---------- Exercise input
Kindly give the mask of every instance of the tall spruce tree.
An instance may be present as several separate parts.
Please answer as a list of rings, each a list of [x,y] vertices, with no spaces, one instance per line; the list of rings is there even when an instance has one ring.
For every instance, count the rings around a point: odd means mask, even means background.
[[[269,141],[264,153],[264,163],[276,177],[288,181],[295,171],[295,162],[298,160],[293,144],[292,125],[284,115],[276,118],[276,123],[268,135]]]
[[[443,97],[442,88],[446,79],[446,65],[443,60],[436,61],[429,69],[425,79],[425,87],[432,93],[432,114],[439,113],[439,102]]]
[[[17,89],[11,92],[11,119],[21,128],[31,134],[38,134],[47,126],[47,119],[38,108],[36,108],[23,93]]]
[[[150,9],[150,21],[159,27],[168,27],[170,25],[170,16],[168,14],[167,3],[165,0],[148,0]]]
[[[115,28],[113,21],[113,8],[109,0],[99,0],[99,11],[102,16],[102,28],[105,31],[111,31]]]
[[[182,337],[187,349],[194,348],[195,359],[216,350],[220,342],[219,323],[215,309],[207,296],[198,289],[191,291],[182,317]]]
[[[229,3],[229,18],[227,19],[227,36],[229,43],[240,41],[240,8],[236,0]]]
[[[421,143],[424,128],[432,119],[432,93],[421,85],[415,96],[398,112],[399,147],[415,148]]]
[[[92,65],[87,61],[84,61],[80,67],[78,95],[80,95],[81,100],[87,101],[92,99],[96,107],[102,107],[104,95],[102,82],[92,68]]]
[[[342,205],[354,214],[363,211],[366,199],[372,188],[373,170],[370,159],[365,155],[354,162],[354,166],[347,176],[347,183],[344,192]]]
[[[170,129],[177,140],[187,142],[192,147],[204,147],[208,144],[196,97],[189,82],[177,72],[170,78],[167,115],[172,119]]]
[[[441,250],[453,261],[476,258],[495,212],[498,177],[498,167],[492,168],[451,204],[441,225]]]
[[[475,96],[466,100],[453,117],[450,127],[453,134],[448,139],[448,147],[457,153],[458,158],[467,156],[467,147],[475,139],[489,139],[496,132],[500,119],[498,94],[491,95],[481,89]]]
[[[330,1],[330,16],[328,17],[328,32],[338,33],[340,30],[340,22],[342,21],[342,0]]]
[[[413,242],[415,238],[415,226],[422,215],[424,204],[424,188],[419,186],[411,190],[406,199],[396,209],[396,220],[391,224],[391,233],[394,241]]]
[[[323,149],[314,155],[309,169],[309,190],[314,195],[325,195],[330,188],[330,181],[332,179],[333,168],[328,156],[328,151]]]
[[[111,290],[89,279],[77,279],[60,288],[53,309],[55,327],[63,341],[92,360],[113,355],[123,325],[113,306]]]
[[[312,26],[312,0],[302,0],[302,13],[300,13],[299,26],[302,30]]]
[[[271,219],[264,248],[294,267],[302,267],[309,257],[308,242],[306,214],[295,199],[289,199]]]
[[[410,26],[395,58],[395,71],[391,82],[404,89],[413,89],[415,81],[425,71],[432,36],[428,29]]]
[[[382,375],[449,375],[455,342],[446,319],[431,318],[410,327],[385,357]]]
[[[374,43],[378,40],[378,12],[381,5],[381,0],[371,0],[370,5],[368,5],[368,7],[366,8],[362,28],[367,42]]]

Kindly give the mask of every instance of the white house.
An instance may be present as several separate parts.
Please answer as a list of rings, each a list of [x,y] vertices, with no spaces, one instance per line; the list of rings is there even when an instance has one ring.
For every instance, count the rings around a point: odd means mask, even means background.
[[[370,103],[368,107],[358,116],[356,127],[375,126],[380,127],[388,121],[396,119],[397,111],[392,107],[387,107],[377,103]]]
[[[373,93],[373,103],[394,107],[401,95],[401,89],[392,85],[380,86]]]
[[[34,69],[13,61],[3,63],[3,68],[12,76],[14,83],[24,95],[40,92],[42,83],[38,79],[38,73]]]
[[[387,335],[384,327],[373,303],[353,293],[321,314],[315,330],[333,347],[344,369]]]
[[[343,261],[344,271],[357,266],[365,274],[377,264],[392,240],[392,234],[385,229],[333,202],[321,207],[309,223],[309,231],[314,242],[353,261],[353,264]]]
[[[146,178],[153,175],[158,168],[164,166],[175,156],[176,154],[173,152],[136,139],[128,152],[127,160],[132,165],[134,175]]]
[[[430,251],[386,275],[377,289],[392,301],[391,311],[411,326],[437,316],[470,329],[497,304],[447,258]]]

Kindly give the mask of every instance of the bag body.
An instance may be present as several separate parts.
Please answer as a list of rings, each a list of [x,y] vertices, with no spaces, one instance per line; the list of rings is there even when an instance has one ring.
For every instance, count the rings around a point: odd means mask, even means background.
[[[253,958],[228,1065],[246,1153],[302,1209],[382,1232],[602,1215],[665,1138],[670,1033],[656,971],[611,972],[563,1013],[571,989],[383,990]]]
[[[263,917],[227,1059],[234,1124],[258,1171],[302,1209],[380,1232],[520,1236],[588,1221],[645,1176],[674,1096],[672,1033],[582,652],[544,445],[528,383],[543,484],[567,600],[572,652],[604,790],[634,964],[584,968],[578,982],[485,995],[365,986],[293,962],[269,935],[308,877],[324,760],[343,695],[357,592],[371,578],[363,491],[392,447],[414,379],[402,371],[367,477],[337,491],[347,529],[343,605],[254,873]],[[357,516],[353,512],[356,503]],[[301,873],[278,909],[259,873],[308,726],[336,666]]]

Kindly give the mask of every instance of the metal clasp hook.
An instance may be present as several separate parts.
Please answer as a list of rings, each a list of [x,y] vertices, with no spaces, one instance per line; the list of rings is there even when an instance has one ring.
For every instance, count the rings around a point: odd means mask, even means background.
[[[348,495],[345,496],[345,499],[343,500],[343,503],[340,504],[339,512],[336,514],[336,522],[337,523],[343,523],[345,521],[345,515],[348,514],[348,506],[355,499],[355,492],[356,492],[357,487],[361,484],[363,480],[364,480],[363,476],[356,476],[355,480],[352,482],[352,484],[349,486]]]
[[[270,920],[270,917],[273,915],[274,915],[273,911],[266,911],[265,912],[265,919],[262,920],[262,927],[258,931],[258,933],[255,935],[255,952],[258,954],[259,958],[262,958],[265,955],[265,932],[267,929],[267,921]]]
--------------------
What you should do: Repeat, without change, each line of the data above from the one that contains "Kindly give the mask of every instance of the metal" through the final line, counting both.

Output of the exercise:
Kindly give the mask of every instance of the metal clasp hook.
An instance may be present as several separate parts.
Please answer as a list of rings, each a list of [x,y] vertices, with no spaces, one instance per line; the list of rings is there even when an instance has one ring.
For every instance, count the rings around a point: odd means mask, even means background.
[[[348,495],[345,496],[345,499],[343,500],[343,503],[340,504],[339,512],[336,514],[336,522],[337,523],[343,523],[345,521],[345,515],[348,514],[348,506],[355,499],[355,492],[356,492],[357,487],[361,484],[363,480],[364,480],[363,476],[356,476],[355,480],[352,482],[352,484],[349,486]]]
[[[270,920],[270,917],[273,915],[274,915],[273,911],[266,911],[265,912],[265,919],[262,920],[262,927],[258,931],[258,933],[255,935],[255,952],[258,954],[259,958],[262,958],[265,955],[265,932],[267,929],[267,921]]]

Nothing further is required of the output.